- AUSSCHNITT
────────

Pfaffenhofen
18 Monate Gefängnis für Todesfahrt im Drogenrausch

53-jährige Hohenwarterin starb, als ein 23-Jähriger mit 180 Kilometern in der Stunde ihr Auto rammte

10.11.2015 | Stand 02.12.2020, 20:34 Uhr
An dieser Kreuzung war der Unfall geschehen: Auf der Linksabbiegerspur Richtung Ilmmünster und Scheyern war die Hohenwarterin unterwegs, der 23-Jährige kam aus Richtung Pfaffenhofen. −Foto: Lodermeyer

Pfaffenhofen/Hohenwart (SZ) Ein 23-Jähriger ist am Montag vom Schöffengericht zu 18 Monaten Freiheitsstrafe ohne Bewährung verurteilt worden. Unter Drogeneinfluss hatte er im Oktober 2014 bei Ilmmünster einen Unfall verursacht, bei dem eine 53 Jahre alte Frau aus Hohenwart starb.

Die Heilpraktikerin Sabine M. (Namen von der Redaktion geändert) war vor gut einem Jahr mit einem Bekannten in den Bergen. Es war ein sonniger Herbsttag, ideal zum Wandern. Danach aßen die beiden noch gemeinsam zu Abend. „Es gab gedünstete Kürbisschnitten“, erinnert sich ihr Bekannter. Dann verabschiedete sich die Hohenwarterin und fuhr nach Hause. Doch dort kam sie nie an.

An der Abzweigung von der Bundesstraße 13 nach Ilmmünster ordnete sich die 53-Jährige mit ihrem Nissan in die Abbiegespur ein. Als sie losfuhr, wurde ihr Wagen mit verheerender Wucht von einem Mercedes gerammt, dessen Fahrer mit vollen 185 Kilometern pro Stunde auf dem Tacho auf der B 13 von Pfaffenhofen in Richtung Reichertshausen raste. Der Wagen der Hohenwarterin wurde von der Straße geschleudert und landete auf dem Parkplatz eines angrenzenden Supermarktes. Für Sabine M. kam jede Hilfe zu spät, sie starb an der Unfallstelle.

Der Aufprall des Mercedes war so heftig gewesen, dass dieser sich rund einen Meter in den Nissan hineinschob, der an der rechten Seite getroffen wurde. Staatsanwalt und Richter sprachen während der Verhandlung davon, dass sich der Mercedes „wie ein Torpedo“ hineingebohrt habe.

Hinter dem Nissan wollte ein weiterer Pkw-Fahrer nach Ilmmünster abbiegen. Er sagte im Prozessverlauf als Zeuge vor dem Schöffengericht unter dem Vorsitz von Amtsrichter Jochen Metz aus. Der Mann beobachtete noch, dass der Nissan abbog, und achtete dann nicht mehr besonders auf das Auto. „Doch dann gab es plötzlich einen Riesenknall, Glassplitter regneten auf mein Auto.“ Der Zeuge fuhr von der B 13 in die Münchner Straße ab. „Ich sah, wie sich ein Reisebus quer stellte, um den Verkehr zu blockieren. Mitten auf der Straße lag ein Motorblock, sonst war auf Anhieb nichts zu sehen“, berichtete er. Erst nach einigem Suchen stieß er auf den Mercedes neben der Straße. „Dass noch ein weiteres Auto in den Unfall verwickelt war, sah ich da noch nicht.“ Bald kamen die Feuerwehr, die Sanitäter und die Polizei. Erst als die Unfallstelle ausgeleuchtet war, konnte das ganze Ausmaß des Unglücks erkannt werden.

────────

- DATENAUSZUG

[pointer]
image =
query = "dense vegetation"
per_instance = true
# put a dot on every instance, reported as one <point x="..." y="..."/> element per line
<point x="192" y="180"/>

────────

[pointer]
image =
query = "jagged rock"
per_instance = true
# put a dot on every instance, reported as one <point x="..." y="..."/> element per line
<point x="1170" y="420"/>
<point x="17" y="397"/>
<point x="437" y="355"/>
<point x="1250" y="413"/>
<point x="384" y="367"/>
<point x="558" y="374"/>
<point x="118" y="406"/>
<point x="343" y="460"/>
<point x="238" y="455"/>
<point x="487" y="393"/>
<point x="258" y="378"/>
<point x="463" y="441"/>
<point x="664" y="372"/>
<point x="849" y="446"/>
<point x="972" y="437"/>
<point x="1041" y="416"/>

────────

- KURZE AUFGABE 1
Beantworte zum Ausschnitt über den Unfall bei Ilmmünster diese Fragen:
(a) Zu welcher Strafe verurteilte das Schöffengericht den 23-Jährigen?
(b) Mit welcher Automarke war die Hohenwarterin unterwegs?
(c) Was lag laut dem Zeugen mitten auf der Straße?
- KURZE AUFGABE 2
Gib den Ausschnitt von „An der Abzweigung“ bis einschließlich „an der Unfallstelle.“ wortgetreu wieder.

- SCHRIFTLICHE ANTWORT 1
(a) Zu 18 Monaten Freiheitsstrafe ohne Bewährung.
(b) Mit einem Nissan.
(c) Ein Motorblock.

- SCHRIFTLICHE ANTWORT 2
An der Abzweigung von der Bundesstraße 13 nach Ilmmünster ordnete sich die 53-Jährige mit ihrem Nissan in die Abbiegespur ein. Als sie losfuhr, wurde ihr Wagen mit verheerender Wucht von einem Mercedes gerammt, dessen Fahrer mit vollen 185 Kilometern pro Stunde auf dem Tacho auf der B 13 von Pfaffenhofen in Richtung Reichertshausen raste. Der Wagen der Hohenwarterin wurde von der Straße geschleudert und landete auf dem Parkplatz eines angrenzenden Supermarktes. Für Sabine M. kam jede Hilfe zu spät, sie starb an der Unfallstelle.